** START Supplied records **

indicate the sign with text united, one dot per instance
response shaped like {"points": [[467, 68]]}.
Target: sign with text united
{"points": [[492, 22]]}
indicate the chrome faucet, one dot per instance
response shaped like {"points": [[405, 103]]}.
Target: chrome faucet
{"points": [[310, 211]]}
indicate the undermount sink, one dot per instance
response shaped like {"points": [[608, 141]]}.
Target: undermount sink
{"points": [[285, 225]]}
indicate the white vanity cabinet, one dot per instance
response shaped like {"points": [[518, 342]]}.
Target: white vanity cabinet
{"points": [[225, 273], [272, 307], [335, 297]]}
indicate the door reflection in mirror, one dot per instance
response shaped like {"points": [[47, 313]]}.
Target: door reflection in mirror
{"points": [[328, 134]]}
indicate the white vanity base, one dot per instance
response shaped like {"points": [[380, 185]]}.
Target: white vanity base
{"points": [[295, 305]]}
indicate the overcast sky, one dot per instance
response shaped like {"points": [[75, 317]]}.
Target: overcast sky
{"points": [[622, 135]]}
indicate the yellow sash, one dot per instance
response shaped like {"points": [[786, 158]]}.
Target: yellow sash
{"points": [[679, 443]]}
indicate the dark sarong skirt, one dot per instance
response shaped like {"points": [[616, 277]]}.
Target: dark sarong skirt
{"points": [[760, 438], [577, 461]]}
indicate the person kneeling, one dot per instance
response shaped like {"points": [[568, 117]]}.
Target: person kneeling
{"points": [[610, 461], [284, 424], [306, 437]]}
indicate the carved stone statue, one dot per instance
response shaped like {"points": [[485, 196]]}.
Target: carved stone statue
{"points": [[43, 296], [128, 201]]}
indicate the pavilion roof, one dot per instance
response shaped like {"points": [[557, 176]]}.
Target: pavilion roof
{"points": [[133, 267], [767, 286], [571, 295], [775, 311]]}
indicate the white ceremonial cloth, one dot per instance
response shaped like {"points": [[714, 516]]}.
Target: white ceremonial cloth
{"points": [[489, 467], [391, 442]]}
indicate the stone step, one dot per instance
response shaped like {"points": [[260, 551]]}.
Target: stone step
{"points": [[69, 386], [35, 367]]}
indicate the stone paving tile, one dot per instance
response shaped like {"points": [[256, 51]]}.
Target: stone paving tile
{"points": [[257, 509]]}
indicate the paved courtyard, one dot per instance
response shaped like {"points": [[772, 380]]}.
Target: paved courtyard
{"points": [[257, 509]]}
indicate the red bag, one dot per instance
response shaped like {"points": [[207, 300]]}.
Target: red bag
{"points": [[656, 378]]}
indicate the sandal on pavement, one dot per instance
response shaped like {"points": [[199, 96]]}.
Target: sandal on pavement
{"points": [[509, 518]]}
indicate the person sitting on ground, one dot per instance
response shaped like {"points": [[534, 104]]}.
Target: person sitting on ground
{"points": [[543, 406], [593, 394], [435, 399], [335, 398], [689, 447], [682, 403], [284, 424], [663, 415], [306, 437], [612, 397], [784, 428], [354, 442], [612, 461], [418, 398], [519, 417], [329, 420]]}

** END Supplied records **

Exercise task:
Begin with the line that contains "indicate the white ceremonial" and set down each line exactly until the records above end, including the final line.

Solution:
indicate the white ceremonial cloth, one dot per instance
response shaped like {"points": [[714, 516]]}.
Target: white ceremonial cloth
{"points": [[489, 467], [391, 442]]}
indicate the stone step, one dot per instance
response shaped like {"points": [[260, 551]]}.
Target: stone step
{"points": [[69, 386], [35, 367]]}
indicate the stone paving tile, one dot per instance
response shaped like {"points": [[256, 51]]}.
Target: stone paving tile
{"points": [[257, 509]]}
indicate the paved courtyard, one dot per instance
response shaped like {"points": [[772, 380]]}.
Target: paved courtyard
{"points": [[257, 509]]}
indicate the red bag, one dot per instance
response shaped like {"points": [[207, 300]]}.
Target: red bag
{"points": [[656, 378]]}
indicate the sandal on pavement, one dot per instance
response shaped like {"points": [[199, 96]]}.
Target: sandal on pavement
{"points": [[509, 518]]}
indicate the person sitting on ground, one dot per instance
response shaped like {"points": [[534, 104]]}.
Target: person sitting on ground
{"points": [[543, 406], [593, 394], [435, 399], [335, 398], [689, 447], [682, 403], [284, 424], [663, 415], [306, 437], [612, 397], [784, 428], [354, 442], [612, 461], [418, 398], [519, 417], [329, 420]]}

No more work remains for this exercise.